- To do -
Return each line of the items below that contains the string "yellow". Matching is case-sensitive.

(Pointing data excerpts)
Start
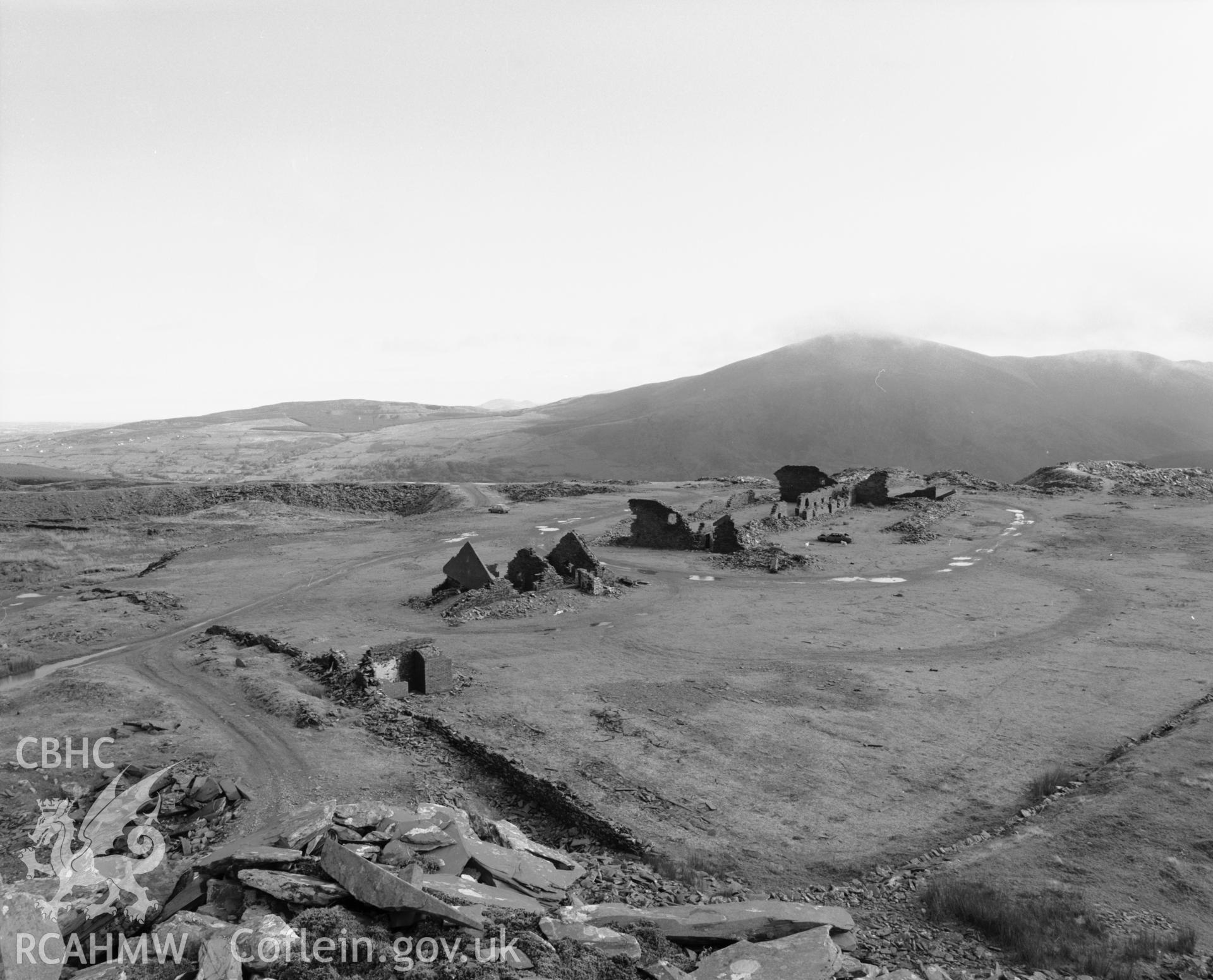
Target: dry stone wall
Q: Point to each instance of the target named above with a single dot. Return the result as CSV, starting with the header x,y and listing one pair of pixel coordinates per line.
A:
x,y
175,500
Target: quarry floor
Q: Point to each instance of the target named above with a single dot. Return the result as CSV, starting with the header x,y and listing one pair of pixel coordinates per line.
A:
x,y
795,727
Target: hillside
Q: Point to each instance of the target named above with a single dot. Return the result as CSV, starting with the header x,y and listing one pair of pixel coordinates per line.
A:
x,y
835,402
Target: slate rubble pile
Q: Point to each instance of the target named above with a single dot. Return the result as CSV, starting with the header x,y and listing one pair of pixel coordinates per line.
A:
x,y
436,870
531,583
153,601
915,527
1122,477
1142,480
521,493
764,557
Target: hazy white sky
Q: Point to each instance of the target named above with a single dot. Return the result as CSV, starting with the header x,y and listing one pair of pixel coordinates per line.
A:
x,y
214,205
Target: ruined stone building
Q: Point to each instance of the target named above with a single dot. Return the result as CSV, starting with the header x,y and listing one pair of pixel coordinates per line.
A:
x,y
795,481
410,666
726,539
821,502
659,527
466,571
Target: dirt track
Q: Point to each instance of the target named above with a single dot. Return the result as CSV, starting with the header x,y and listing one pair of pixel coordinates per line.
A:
x,y
794,722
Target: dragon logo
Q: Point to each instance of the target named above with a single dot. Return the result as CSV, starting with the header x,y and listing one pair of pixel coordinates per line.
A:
x,y
91,866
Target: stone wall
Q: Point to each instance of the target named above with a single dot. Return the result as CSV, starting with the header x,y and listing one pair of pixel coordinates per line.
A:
x,y
795,481
726,539
572,554
529,572
175,500
821,502
875,490
659,527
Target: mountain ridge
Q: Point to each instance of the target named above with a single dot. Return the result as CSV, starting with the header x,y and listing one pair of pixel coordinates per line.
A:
x,y
835,402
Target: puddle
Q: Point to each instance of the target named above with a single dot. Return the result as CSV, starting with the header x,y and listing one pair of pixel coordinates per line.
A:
x,y
14,681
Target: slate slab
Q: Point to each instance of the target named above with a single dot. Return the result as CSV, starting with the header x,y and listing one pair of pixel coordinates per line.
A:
x,y
603,939
699,923
378,887
518,841
299,889
363,814
305,824
216,961
464,890
804,956
193,929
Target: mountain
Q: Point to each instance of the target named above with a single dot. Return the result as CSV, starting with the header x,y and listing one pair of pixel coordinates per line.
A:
x,y
505,404
848,401
833,402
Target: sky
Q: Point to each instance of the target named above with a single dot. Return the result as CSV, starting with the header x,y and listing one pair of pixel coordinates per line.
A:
x,y
217,205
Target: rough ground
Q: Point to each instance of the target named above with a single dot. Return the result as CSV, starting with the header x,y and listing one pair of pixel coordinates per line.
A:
x,y
799,728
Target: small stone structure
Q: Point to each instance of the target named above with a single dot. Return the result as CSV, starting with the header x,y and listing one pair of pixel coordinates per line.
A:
x,y
795,481
874,492
411,666
529,572
725,536
824,501
659,527
572,554
929,493
468,571
589,583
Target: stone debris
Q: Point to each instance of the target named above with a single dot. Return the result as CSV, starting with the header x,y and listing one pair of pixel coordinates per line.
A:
x,y
216,960
572,554
375,886
726,539
295,889
603,940
306,824
872,492
655,526
589,583
414,666
466,890
1122,477
192,929
795,481
835,539
915,527
696,924
806,956
529,572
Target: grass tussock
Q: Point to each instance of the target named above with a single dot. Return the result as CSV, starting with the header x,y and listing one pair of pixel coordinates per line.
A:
x,y
1048,783
691,868
1048,929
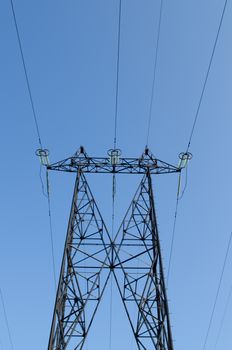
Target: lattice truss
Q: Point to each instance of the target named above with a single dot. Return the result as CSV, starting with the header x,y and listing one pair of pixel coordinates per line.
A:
x,y
133,257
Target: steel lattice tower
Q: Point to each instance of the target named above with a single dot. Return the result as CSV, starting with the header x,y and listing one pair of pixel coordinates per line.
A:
x,y
91,256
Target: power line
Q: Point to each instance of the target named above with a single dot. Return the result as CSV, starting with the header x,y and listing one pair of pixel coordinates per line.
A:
x,y
6,320
217,293
117,74
207,75
26,74
223,317
154,71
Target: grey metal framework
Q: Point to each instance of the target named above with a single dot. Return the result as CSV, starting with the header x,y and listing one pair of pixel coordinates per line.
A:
x,y
92,255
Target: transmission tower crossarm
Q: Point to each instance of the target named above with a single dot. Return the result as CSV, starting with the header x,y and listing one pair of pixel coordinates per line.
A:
x,y
114,163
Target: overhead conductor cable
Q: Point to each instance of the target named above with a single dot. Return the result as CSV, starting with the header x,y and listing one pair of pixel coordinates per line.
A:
x,y
195,121
41,152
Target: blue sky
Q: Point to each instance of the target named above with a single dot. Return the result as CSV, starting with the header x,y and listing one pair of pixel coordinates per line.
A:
x,y
70,50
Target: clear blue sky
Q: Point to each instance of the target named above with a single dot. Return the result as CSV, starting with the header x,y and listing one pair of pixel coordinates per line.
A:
x,y
70,51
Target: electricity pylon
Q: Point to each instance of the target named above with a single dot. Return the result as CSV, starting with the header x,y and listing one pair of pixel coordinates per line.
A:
x,y
92,255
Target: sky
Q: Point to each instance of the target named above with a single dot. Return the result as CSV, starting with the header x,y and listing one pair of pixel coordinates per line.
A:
x,y
70,50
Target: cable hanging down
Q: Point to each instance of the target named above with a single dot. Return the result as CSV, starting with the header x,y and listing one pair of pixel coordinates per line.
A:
x,y
117,73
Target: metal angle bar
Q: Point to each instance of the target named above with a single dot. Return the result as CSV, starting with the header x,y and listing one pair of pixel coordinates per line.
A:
x,y
80,160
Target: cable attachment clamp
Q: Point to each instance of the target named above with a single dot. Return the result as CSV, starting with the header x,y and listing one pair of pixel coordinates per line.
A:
x,y
43,156
114,156
184,159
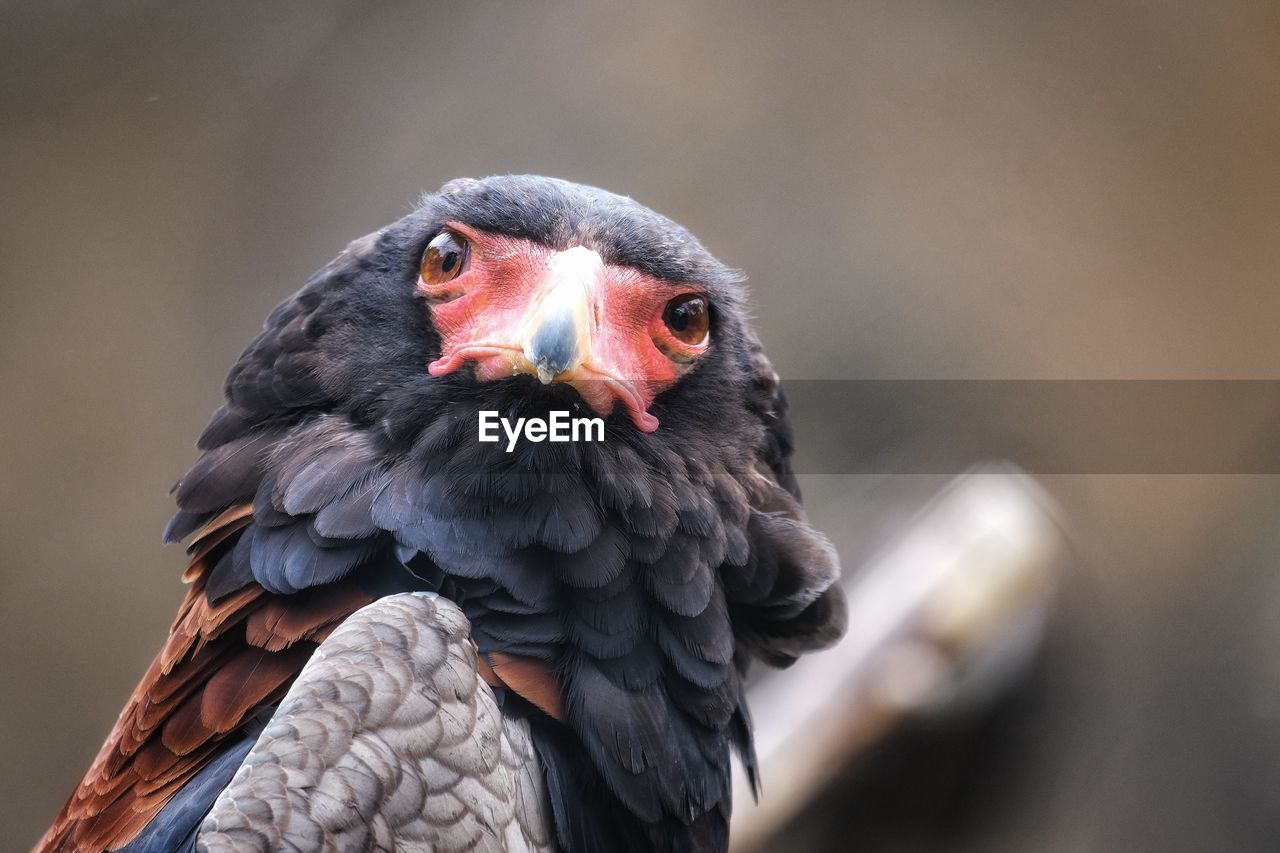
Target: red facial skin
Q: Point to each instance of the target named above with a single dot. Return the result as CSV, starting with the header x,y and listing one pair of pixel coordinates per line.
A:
x,y
490,311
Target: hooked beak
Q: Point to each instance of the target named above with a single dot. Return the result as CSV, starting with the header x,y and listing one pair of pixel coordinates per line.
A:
x,y
557,336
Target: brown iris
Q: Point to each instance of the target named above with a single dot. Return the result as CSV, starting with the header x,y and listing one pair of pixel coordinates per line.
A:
x,y
446,258
688,318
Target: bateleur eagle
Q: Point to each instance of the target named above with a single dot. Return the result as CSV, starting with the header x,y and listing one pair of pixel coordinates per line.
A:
x,y
613,591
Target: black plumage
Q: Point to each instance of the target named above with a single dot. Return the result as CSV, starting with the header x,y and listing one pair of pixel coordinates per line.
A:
x,y
647,568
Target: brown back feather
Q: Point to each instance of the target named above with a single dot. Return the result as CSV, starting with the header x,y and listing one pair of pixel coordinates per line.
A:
x,y
220,664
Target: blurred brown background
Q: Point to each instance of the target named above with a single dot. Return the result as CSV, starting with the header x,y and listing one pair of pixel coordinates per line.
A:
x,y
917,190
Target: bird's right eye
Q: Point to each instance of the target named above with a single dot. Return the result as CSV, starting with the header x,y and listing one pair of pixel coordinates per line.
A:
x,y
446,258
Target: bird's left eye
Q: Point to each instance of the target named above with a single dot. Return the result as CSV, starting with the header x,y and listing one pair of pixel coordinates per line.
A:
x,y
446,258
688,318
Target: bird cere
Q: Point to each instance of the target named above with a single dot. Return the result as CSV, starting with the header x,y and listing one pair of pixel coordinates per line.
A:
x,y
360,564
557,427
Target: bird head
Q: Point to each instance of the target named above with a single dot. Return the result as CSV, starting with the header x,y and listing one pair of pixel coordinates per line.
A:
x,y
571,286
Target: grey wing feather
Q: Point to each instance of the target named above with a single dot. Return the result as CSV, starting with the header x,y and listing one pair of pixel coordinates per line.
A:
x,y
388,740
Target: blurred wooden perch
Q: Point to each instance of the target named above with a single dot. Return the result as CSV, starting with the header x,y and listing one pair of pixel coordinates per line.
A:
x,y
947,616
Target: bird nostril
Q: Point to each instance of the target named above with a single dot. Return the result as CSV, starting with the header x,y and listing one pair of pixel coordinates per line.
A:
x,y
553,346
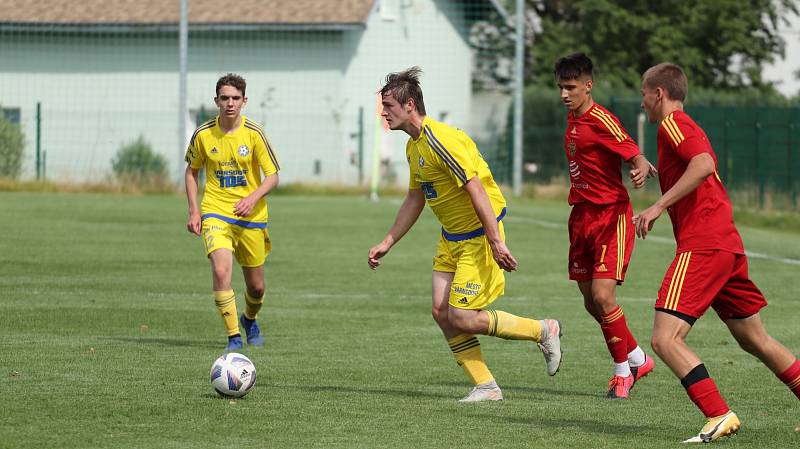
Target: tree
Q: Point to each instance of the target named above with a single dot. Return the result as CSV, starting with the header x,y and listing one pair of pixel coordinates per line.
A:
x,y
720,43
12,147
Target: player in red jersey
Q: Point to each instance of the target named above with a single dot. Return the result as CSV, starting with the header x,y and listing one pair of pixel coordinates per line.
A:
x,y
710,266
600,227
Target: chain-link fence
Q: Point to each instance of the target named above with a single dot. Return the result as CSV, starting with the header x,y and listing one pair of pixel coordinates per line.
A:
x,y
82,82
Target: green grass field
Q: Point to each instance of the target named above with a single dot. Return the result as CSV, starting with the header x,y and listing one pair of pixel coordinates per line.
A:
x,y
108,330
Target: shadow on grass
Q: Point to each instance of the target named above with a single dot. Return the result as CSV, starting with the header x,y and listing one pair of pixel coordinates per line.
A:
x,y
404,392
166,341
599,425
536,390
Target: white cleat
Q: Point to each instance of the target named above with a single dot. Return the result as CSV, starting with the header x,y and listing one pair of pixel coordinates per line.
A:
x,y
484,392
551,345
721,426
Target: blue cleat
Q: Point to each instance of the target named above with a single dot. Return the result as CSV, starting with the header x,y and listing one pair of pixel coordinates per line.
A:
x,y
234,343
252,330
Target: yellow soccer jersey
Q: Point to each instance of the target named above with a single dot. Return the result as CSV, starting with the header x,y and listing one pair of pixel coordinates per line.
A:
x,y
232,163
441,161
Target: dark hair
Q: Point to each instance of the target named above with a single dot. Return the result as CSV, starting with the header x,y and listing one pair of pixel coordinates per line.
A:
x,y
405,85
573,66
232,80
669,77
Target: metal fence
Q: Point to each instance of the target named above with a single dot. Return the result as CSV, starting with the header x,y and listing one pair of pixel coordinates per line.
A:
x,y
83,82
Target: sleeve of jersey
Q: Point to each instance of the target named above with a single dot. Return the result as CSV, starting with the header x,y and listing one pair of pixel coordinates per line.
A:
x,y
683,139
612,136
264,153
412,182
194,157
457,158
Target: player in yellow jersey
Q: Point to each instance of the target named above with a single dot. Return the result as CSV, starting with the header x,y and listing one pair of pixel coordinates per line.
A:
x,y
448,172
232,218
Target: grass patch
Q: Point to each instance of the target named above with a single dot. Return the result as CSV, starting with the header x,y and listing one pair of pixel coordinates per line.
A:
x,y
108,331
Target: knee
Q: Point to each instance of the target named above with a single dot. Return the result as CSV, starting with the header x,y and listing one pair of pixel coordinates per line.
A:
x,y
603,301
460,323
439,315
752,345
221,273
659,344
592,309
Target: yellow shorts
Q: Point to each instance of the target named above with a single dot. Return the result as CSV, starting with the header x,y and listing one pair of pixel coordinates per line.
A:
x,y
478,280
250,245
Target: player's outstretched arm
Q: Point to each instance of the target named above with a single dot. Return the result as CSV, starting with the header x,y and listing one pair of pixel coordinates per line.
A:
x,y
483,208
700,167
191,178
246,205
406,217
641,169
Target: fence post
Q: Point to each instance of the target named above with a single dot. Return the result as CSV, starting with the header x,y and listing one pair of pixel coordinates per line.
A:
x,y
39,163
360,145
759,178
789,171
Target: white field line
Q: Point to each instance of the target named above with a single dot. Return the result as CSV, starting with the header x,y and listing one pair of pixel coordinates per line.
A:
x,y
655,238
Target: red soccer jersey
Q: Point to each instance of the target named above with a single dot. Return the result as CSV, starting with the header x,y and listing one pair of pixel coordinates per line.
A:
x,y
703,219
596,144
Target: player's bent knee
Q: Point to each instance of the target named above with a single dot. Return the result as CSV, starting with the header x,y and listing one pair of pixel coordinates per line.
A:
x,y
461,323
659,345
439,315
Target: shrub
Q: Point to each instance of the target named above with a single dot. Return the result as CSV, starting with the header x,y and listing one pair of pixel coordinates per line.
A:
x,y
12,145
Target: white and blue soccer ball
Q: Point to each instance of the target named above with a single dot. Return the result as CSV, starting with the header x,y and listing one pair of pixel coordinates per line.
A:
x,y
233,375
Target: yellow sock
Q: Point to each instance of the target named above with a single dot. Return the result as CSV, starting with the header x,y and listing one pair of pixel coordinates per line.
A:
x,y
512,327
252,306
226,305
467,350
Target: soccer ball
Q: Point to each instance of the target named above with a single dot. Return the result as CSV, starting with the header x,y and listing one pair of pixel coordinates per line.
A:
x,y
233,375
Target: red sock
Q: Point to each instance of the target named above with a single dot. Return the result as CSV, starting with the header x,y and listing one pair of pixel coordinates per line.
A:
x,y
615,331
791,377
704,393
631,342
706,397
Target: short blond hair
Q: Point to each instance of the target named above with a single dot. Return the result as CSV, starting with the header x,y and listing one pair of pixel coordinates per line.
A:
x,y
669,77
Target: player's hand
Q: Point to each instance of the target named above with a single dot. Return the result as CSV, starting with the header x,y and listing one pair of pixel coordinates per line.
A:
x,y
245,206
644,221
193,223
639,175
376,252
502,255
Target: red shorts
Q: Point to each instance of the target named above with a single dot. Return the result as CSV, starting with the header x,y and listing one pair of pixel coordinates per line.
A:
x,y
600,241
698,279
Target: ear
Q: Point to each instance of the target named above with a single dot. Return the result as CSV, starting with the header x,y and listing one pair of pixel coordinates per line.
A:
x,y
410,105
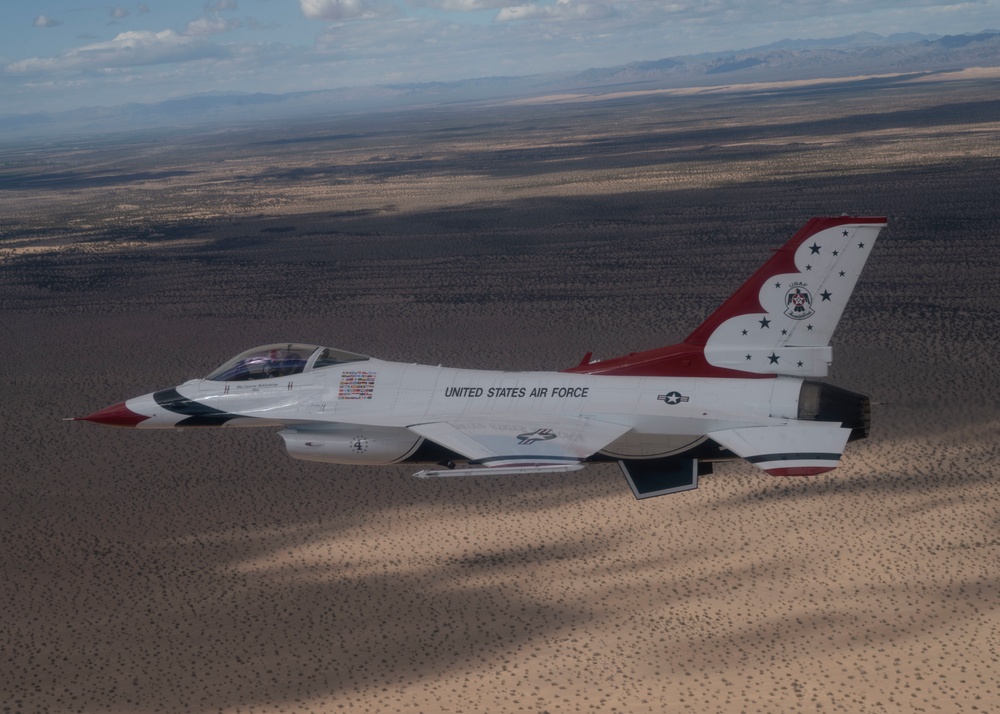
End
- Solved problem -
Target: yellow soccer jersey
Target: player in yellow jersey
Target: yellow shorts
Target: yellow sock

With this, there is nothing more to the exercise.